* **INSTRUCTIONS FOR THE TASK**
Looking at the records below, say how many lines contain "positive". Nothing else belongs in the answer.

[Saved data entries]
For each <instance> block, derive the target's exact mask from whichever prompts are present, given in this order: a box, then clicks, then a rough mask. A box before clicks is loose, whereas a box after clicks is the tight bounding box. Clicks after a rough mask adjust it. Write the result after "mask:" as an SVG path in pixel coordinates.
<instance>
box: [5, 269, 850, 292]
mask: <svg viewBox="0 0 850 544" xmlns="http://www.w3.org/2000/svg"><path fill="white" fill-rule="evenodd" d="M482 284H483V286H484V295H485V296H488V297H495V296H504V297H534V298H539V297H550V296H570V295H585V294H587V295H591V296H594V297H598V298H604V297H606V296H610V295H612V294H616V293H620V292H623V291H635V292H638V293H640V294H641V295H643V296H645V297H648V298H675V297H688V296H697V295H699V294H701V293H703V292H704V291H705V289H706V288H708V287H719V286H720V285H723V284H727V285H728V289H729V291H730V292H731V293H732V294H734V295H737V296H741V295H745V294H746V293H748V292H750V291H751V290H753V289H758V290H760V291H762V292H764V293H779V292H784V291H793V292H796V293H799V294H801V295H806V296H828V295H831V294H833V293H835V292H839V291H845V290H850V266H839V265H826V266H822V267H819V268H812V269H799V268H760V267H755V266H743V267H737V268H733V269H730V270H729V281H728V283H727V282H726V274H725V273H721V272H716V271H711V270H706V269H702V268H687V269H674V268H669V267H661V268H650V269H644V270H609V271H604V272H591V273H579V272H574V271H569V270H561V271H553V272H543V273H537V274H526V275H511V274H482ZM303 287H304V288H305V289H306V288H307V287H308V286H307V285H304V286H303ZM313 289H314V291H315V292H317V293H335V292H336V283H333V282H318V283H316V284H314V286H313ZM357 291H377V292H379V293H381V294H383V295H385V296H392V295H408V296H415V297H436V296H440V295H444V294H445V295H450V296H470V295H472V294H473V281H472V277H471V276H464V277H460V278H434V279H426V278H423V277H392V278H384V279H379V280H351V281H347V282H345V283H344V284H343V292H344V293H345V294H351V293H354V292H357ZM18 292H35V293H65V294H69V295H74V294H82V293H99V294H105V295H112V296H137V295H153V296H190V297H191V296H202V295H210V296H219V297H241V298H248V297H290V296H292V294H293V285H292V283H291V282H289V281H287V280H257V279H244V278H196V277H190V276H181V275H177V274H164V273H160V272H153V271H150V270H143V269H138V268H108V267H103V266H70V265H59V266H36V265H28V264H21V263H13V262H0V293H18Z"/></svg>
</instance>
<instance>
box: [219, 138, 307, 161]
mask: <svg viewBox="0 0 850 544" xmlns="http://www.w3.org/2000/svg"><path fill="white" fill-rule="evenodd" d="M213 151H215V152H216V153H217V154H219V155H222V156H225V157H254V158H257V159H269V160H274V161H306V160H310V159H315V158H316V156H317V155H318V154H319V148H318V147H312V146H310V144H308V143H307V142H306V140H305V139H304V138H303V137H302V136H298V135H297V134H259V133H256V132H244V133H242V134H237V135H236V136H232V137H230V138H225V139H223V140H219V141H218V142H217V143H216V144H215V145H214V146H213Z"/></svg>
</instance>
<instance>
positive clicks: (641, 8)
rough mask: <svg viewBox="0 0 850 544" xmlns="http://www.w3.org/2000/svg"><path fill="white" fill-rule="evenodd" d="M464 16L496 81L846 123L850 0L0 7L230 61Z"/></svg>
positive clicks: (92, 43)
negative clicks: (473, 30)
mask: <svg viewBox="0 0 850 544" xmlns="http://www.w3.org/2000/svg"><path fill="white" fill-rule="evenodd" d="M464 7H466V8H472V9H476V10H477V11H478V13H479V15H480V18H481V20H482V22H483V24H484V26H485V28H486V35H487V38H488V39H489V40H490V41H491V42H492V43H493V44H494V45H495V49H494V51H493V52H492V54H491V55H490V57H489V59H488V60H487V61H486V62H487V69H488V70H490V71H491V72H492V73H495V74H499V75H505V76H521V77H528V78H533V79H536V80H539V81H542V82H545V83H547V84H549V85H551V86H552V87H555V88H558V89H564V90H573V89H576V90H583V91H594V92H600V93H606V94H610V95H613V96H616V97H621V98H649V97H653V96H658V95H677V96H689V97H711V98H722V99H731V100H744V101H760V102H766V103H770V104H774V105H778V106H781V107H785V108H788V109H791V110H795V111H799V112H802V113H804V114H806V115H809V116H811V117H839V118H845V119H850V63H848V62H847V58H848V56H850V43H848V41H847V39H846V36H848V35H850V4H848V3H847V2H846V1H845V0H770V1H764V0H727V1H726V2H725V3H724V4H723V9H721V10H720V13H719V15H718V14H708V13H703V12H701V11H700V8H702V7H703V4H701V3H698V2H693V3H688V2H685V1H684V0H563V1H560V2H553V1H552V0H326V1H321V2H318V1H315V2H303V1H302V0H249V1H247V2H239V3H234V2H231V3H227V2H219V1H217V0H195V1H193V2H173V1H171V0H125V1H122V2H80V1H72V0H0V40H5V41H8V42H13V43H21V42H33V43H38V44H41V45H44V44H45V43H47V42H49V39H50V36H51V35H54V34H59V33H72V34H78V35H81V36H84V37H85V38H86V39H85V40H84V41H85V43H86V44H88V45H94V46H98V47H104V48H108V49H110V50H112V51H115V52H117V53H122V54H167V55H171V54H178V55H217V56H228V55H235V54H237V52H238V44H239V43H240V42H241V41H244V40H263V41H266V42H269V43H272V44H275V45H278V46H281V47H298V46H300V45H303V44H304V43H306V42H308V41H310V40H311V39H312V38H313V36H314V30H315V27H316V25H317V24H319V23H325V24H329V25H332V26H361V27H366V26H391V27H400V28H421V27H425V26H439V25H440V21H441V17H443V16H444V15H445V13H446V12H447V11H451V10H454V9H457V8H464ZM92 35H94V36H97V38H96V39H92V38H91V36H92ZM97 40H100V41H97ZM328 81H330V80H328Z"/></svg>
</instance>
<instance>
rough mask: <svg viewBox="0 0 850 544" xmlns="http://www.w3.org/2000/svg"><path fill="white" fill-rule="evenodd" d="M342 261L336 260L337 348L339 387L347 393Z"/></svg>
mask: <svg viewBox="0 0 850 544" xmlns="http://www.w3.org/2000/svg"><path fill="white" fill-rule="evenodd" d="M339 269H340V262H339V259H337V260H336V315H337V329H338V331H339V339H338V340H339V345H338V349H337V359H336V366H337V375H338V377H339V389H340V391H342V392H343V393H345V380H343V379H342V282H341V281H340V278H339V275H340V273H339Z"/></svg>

* **RESULT FOR THIS TASK**
2